GIVEN TASK - Pick out each line below that contains the word "orange" and copy those lines in full.

++++++++

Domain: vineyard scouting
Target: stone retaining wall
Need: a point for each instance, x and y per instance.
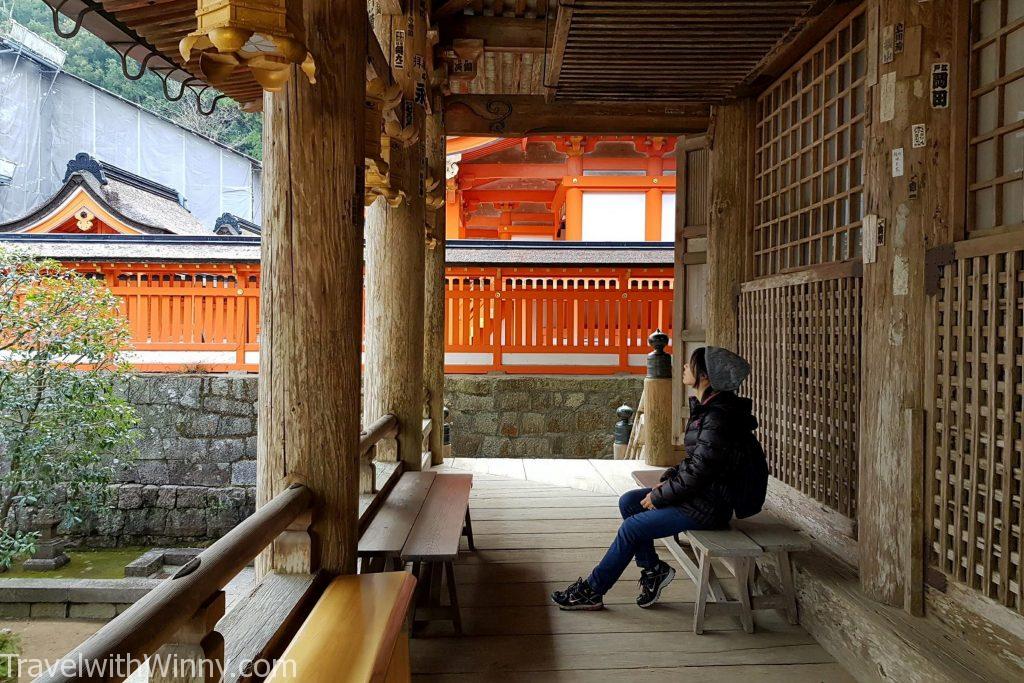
(499, 416)
(196, 473)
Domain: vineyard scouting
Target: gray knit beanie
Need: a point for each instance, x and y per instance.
(726, 371)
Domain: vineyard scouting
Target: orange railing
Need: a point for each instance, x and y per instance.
(524, 319)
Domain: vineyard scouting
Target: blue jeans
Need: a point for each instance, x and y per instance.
(636, 538)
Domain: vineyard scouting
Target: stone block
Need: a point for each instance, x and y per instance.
(201, 474)
(92, 610)
(226, 450)
(573, 399)
(85, 591)
(48, 610)
(167, 497)
(244, 473)
(190, 497)
(233, 426)
(483, 423)
(512, 400)
(130, 497)
(509, 425)
(151, 472)
(532, 423)
(34, 590)
(225, 406)
(472, 402)
(14, 609)
(594, 419)
(185, 523)
(495, 446)
(199, 424)
(531, 446)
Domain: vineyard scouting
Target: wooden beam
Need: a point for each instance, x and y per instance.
(560, 39)
(815, 25)
(443, 8)
(894, 293)
(433, 294)
(728, 245)
(500, 34)
(312, 253)
(518, 116)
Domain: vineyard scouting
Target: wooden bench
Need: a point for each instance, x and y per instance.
(422, 521)
(739, 547)
(355, 633)
(777, 541)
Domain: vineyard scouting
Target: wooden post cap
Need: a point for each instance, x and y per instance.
(658, 363)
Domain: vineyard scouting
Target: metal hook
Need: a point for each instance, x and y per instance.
(124, 63)
(181, 92)
(213, 104)
(78, 19)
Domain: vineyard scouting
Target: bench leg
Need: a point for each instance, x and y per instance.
(467, 529)
(788, 590)
(704, 587)
(453, 597)
(743, 568)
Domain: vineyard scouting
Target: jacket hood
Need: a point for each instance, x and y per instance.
(738, 408)
(726, 371)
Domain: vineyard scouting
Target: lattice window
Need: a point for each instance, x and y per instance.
(809, 157)
(803, 342)
(976, 425)
(996, 116)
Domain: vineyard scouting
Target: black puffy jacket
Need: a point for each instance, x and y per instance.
(699, 483)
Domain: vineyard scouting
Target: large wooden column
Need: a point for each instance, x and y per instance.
(730, 222)
(433, 288)
(311, 286)
(914, 199)
(652, 202)
(394, 252)
(573, 198)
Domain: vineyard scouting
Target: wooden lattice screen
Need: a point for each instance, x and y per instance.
(809, 156)
(996, 116)
(803, 342)
(976, 423)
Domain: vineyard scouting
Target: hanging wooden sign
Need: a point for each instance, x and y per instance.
(940, 85)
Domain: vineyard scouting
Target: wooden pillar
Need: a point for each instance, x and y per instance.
(395, 253)
(311, 289)
(914, 198)
(573, 214)
(657, 404)
(730, 222)
(454, 229)
(652, 216)
(393, 376)
(433, 294)
(573, 197)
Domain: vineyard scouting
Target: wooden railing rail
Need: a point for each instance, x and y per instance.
(385, 427)
(182, 610)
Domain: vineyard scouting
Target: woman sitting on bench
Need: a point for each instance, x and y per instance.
(694, 495)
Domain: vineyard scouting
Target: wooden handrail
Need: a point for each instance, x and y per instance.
(384, 427)
(143, 628)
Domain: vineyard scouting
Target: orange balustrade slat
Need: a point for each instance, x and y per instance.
(579, 318)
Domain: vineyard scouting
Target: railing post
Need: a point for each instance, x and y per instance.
(657, 408)
(622, 432)
(196, 653)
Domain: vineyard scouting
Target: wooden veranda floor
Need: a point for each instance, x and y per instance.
(532, 537)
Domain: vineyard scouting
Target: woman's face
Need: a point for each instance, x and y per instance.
(688, 378)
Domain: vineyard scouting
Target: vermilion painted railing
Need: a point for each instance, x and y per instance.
(557, 321)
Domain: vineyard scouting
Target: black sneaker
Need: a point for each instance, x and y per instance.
(652, 582)
(578, 596)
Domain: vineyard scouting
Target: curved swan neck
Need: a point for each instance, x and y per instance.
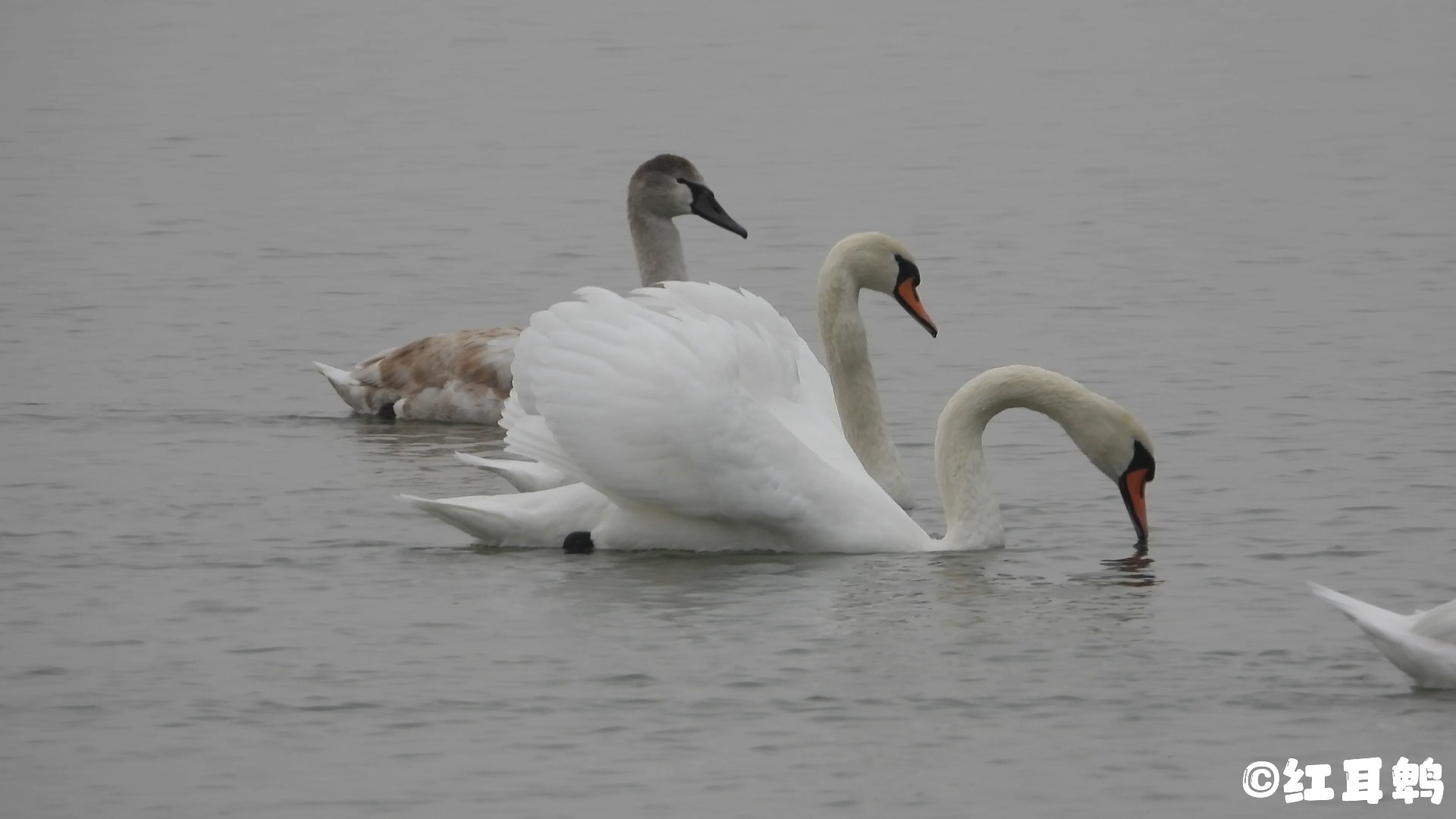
(657, 243)
(846, 352)
(971, 513)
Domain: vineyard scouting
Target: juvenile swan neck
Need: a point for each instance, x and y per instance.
(971, 513)
(846, 350)
(657, 245)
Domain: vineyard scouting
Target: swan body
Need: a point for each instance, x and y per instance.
(852, 379)
(466, 376)
(1421, 645)
(705, 423)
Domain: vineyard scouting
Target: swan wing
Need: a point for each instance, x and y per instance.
(1438, 624)
(742, 306)
(1427, 661)
(682, 406)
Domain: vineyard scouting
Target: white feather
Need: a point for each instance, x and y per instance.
(1421, 645)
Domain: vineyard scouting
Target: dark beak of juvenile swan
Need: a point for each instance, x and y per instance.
(1134, 488)
(908, 295)
(705, 205)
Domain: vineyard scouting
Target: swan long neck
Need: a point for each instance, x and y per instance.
(846, 350)
(657, 243)
(971, 513)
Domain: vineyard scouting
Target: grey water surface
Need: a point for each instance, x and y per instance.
(1235, 219)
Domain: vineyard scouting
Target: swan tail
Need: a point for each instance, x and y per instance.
(525, 475)
(360, 397)
(488, 526)
(529, 519)
(1429, 662)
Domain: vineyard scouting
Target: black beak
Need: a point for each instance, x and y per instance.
(705, 205)
(1133, 484)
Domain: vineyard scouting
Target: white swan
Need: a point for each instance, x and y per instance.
(846, 349)
(466, 376)
(696, 428)
(1421, 645)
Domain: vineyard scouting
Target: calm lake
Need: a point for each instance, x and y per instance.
(1235, 219)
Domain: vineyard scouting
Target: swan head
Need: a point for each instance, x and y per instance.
(1122, 449)
(881, 262)
(669, 186)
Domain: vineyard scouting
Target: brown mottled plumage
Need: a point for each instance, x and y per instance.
(466, 376)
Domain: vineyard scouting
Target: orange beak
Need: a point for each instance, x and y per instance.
(910, 300)
(1134, 494)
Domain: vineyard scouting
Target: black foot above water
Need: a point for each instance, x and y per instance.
(579, 544)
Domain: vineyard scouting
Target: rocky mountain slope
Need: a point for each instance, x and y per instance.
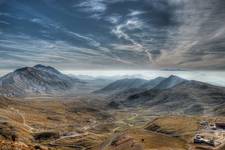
(36, 80)
(188, 97)
(122, 85)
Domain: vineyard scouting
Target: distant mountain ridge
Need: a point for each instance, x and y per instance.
(122, 85)
(36, 80)
(136, 84)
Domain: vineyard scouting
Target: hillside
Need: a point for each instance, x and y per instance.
(189, 97)
(37, 80)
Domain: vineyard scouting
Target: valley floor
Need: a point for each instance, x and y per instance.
(86, 123)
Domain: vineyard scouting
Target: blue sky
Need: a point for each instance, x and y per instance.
(115, 34)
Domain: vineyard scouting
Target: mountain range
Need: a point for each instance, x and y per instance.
(170, 95)
(36, 80)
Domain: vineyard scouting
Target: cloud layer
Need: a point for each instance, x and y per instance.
(116, 34)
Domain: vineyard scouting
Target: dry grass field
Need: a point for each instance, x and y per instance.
(68, 124)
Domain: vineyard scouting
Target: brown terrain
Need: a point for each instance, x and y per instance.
(75, 123)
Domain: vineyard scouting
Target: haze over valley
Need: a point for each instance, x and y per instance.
(112, 75)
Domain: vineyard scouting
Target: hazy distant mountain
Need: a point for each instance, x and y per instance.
(152, 83)
(35, 80)
(188, 97)
(169, 82)
(122, 85)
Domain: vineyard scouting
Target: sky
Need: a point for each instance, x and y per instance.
(113, 34)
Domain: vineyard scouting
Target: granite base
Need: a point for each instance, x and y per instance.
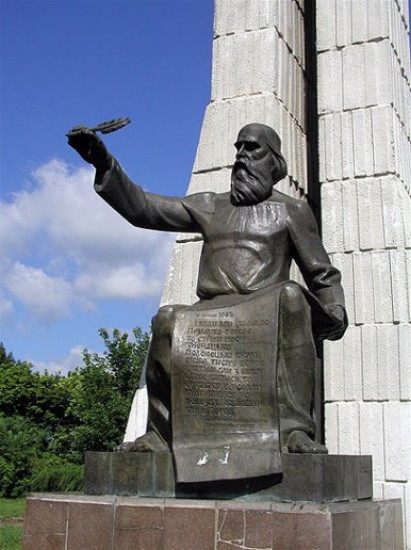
(78, 522)
(313, 478)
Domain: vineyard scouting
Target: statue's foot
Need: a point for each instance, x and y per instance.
(300, 442)
(147, 443)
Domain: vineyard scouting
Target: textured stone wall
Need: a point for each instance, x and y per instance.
(365, 173)
(257, 76)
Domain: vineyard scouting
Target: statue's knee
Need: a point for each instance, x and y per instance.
(292, 298)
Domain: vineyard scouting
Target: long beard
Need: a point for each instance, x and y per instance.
(251, 183)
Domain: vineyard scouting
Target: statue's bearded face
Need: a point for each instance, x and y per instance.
(251, 176)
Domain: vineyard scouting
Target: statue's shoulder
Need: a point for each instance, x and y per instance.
(289, 202)
(294, 208)
(203, 201)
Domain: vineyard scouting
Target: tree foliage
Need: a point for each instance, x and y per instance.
(48, 421)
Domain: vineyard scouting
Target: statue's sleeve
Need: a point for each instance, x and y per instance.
(140, 208)
(322, 278)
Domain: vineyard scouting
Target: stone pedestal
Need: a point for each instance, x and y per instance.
(313, 478)
(78, 522)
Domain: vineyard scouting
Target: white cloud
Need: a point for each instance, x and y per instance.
(43, 295)
(64, 365)
(62, 245)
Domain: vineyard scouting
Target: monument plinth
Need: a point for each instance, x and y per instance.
(64, 522)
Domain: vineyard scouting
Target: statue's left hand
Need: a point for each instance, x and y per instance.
(339, 317)
(90, 147)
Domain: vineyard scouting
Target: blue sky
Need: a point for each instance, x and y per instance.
(70, 265)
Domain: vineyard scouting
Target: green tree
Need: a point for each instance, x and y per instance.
(48, 421)
(104, 389)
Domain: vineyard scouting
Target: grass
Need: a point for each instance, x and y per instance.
(12, 508)
(11, 523)
(11, 537)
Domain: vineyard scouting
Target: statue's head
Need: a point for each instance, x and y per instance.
(258, 164)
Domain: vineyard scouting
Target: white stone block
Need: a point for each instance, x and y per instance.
(269, 60)
(220, 125)
(395, 490)
(330, 91)
(344, 262)
(268, 14)
(237, 118)
(204, 150)
(363, 285)
(220, 11)
(331, 427)
(404, 338)
(334, 371)
(397, 430)
(352, 364)
(378, 489)
(370, 214)
(372, 436)
(377, 71)
(391, 209)
(332, 217)
(382, 140)
(359, 28)
(349, 428)
(369, 362)
(326, 25)
(350, 215)
(378, 18)
(254, 108)
(388, 369)
(382, 287)
(353, 76)
(400, 290)
(171, 290)
(272, 112)
(333, 146)
(347, 145)
(363, 143)
(236, 16)
(252, 15)
(343, 15)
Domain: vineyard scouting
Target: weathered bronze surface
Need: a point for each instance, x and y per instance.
(305, 477)
(217, 428)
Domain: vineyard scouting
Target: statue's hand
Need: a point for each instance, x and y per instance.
(90, 147)
(339, 317)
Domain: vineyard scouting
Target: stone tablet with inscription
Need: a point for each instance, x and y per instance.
(224, 399)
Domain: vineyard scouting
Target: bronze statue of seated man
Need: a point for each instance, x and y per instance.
(251, 234)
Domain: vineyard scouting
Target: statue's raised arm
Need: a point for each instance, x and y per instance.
(231, 378)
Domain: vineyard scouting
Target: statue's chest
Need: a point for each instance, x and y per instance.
(262, 222)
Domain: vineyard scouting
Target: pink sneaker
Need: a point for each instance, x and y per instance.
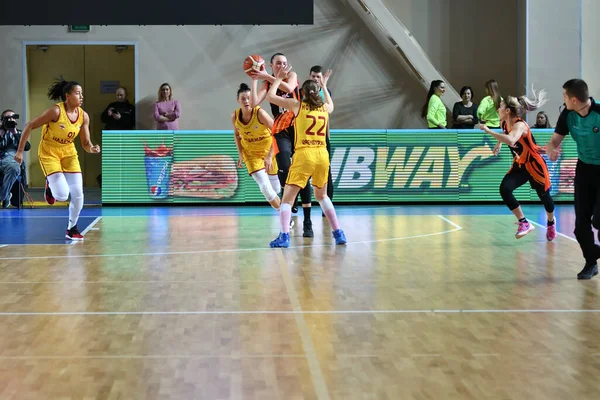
(551, 231)
(524, 229)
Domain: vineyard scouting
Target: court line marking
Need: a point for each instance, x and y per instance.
(202, 356)
(312, 360)
(303, 312)
(341, 209)
(457, 228)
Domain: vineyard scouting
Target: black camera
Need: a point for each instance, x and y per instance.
(9, 121)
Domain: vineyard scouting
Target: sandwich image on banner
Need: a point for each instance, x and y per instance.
(210, 177)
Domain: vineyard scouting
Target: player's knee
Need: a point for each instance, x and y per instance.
(60, 192)
(267, 190)
(275, 184)
(324, 202)
(596, 222)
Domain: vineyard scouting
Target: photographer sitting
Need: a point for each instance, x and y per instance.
(9, 142)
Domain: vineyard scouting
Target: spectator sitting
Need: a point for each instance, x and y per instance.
(434, 109)
(119, 115)
(464, 113)
(9, 142)
(542, 121)
(166, 110)
(487, 112)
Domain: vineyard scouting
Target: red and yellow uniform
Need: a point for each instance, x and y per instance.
(256, 141)
(57, 152)
(310, 155)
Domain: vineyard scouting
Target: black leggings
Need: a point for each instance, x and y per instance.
(517, 177)
(329, 178)
(285, 141)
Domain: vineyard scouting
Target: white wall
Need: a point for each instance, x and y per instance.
(554, 49)
(591, 55)
(469, 41)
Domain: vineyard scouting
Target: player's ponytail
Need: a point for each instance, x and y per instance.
(60, 88)
(310, 91)
(243, 88)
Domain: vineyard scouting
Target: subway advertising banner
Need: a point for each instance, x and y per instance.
(367, 166)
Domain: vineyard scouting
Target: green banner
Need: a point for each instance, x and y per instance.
(366, 165)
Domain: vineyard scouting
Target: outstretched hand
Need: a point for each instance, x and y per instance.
(283, 72)
(326, 78)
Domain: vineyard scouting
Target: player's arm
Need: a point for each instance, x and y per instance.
(50, 115)
(236, 137)
(288, 86)
(257, 95)
(328, 99)
(513, 137)
(287, 103)
(561, 130)
(84, 134)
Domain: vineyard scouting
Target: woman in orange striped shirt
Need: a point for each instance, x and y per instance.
(528, 164)
(283, 127)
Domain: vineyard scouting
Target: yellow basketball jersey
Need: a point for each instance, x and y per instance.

++++++++

EXERCISE SOLUTION -
Target: orange railing
Target: orange balustrade slat
Target: orange beak
Target: woman in orange striped shirt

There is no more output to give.